╭─ Material shown

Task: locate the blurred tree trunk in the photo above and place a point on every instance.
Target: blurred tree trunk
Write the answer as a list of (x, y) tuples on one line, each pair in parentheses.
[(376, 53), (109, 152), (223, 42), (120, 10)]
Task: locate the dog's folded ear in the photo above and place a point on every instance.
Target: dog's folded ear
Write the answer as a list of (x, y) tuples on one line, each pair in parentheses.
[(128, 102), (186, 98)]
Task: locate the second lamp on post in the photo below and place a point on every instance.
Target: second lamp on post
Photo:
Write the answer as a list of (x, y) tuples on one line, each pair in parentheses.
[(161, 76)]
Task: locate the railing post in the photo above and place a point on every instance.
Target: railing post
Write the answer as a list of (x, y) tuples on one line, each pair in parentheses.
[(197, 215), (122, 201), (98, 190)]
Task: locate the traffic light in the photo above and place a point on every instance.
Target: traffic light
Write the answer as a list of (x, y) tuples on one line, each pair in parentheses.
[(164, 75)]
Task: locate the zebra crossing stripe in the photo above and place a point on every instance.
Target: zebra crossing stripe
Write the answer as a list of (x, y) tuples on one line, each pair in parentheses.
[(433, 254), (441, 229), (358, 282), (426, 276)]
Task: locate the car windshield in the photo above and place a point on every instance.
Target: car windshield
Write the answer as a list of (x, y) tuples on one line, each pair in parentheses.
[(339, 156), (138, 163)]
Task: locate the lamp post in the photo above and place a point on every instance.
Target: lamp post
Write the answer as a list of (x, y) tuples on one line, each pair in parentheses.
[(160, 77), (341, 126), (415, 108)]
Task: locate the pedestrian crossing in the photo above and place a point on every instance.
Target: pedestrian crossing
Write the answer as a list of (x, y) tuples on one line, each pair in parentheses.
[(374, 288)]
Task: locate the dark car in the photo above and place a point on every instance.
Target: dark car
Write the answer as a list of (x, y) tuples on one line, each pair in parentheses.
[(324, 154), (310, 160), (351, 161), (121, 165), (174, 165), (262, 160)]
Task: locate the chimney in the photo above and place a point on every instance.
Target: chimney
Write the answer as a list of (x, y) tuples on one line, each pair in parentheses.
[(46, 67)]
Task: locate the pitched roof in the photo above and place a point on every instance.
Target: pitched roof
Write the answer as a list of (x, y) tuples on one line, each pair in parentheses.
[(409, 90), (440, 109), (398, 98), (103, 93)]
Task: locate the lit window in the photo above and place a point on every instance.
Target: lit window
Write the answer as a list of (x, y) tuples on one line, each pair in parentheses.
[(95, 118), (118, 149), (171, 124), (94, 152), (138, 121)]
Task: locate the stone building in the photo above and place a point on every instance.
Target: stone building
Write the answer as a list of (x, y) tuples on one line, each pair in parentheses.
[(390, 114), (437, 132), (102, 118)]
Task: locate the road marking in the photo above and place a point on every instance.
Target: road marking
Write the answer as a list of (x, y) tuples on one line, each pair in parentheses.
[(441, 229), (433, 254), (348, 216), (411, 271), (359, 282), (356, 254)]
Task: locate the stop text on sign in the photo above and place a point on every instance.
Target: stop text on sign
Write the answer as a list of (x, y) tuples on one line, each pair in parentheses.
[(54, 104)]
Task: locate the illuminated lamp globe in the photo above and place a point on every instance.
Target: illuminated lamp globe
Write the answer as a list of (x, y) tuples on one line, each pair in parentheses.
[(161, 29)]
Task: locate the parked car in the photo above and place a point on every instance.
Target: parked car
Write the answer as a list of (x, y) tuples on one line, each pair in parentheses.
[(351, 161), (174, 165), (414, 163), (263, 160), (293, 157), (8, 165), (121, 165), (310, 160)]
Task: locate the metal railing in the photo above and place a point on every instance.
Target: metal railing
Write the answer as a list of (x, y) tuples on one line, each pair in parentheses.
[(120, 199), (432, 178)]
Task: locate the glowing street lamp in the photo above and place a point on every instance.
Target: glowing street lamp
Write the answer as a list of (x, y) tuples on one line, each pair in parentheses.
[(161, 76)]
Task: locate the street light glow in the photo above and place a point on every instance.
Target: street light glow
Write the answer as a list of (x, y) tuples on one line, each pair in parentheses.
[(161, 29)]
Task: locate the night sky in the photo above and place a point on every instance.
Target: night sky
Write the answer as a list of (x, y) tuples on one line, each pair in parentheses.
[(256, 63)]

╰─

Exercise instructions: All the material above is to be returned exactly as it stands.

Reply:
Task: locate the blurred tree trunk in the photo above and place a point on every instance.
Target: blurred tree trunk
Write the answer as a list of (x, y) tuples on one line, each pair in parentheses.
[(376, 53), (109, 152), (223, 42), (120, 10)]
Task: locate the dog's folded ear in the photo above and place a point on every instance.
Target: dog's folded ear
Write the answer as a list of (x, y) tuples on one line, each pair in parentheses.
[(128, 102), (186, 98)]
Task: locate the second lamp on post in the photo below and place a point on every instance.
Target: second lamp on post
Photo:
Write the answer as a list of (x, y) tuples on one line, each pair in parentheses.
[(161, 76)]
Task: locate the railing post in the photo above and place a point on every instance.
Target: railing post
Write the answer as a list of (x, y) tuples on one line, each pair in parentheses.
[(197, 215), (122, 201), (98, 190)]
Task: locate the traffic light in the photo above and place a point on every instance.
Target: traffic light
Write the answer as a list of (x, y) tuples on one line, each pair in parentheses.
[(164, 75)]
Task: locate the zebra crossing stripe in the photo above and place a point on every instance.
Target: zebra crossing stripe
Write the answer as a list of (x, y) tuples on one line, each pair in parentheses.
[(433, 254), (441, 229), (358, 282), (426, 276)]
Task: locate the car windshield in the photo above and place a point on every instance.
Target: car windshield
Write the answer as a list of (x, y) tuples on one line, each pair in parentheses.
[(339, 156), (138, 163)]
Task: locate the lamp post in the photo above and place a point on every instance.
Target: lamp post
Write the answer as a list of (x, y) tuples on one line, each pair in parentheses.
[(160, 77), (341, 126), (415, 108)]
Task: locate the pedestrian crossing in the photo above and place a point on every instance.
Target: pedestrian crossing
Write the answer as a list of (x, y) tuples on one line, each pair in parentheses.
[(374, 288)]
Task: locate the dark car in the photo above and place a point on every instance.
Target: dark car
Write the answer as a list of (x, y) tuples on one line, each pair in parentheses.
[(324, 154), (310, 160), (351, 161), (121, 165), (174, 165), (262, 160)]
Task: locate the chimney in the photo above and place a point on every instance.
Target: chimney
Write the answer as a list of (x, y) tuples on one line, each pair in parentheses.
[(46, 67)]
Task: locate the pitched roof in the photo above and place a point on every instance.
Target: pitched roof
Write the answer as a list of (x, y) tuples on one line, each pair in parentheses.
[(409, 90), (440, 109), (398, 98), (103, 93)]
Task: locate the lit window in the photo above and place a point on every instance.
Target: lit window
Write the answer as a list of (x, y) tuples on one line, each pair in parentheses.
[(95, 118), (118, 149), (171, 124), (94, 152), (138, 121)]
Task: locate the stone building in the photo above and place a point on every instance.
Target: stone building
Write the answer as a list of (x, y) tuples on one line, each pair in parentheses.
[(390, 114), (437, 132), (102, 118)]
Task: locate the road marking in the photo above and place a point on every instance.
Target: road marking
Write the answer as a list of (x, y) tuples on one line, each pair in parentheses.
[(441, 229), (433, 254), (348, 216), (411, 271), (359, 282), (356, 254)]
Task: locate the stop text on sign in the photo above and place a point on every instance.
Target: stop text on sign
Write the answer as a list of (x, y) tuples on one line, each pair in parentheses.
[(54, 104)]
Task: locate the illuminated lamp globe in the photo above and place a point on every instance.
Target: illuminated lamp globe
Write the answer as a list of (x, y) tuples on one line, each pair in parentheses.
[(161, 29)]
Task: locate the parked car in the photo above and place a point on every instance.
Target: parked car
Write the answer as a list of (x, y) tuples on one line, each pair in parentheses.
[(351, 161), (174, 165), (414, 163), (263, 160), (293, 157), (8, 165), (121, 165), (310, 160)]
Task: locate the metal railing in the photo above and place a point on every instance.
Target: metal railing
Write the answer as a list of (x, y) tuples on one line, each pair in parentheses.
[(120, 199), (432, 178)]
Task: locate the glowing street lamp in the photo above and place a point on every instance.
Target: glowing street lamp
Write the answer as a list of (x, y) tuples on one line, each pair in parentheses.
[(161, 76)]
Task: locate the street light glow in the photo above and place a point on every instance.
Target: street light glow
Write the answer as a list of (x, y) tuples on one line, each pair in parentheses.
[(161, 29)]
Task: locate the night sky in the photo above and place a point on every instance.
Target: night sky
Write the answer as a list of (x, y) tuples on one line, each pair in parentheses.
[(256, 63)]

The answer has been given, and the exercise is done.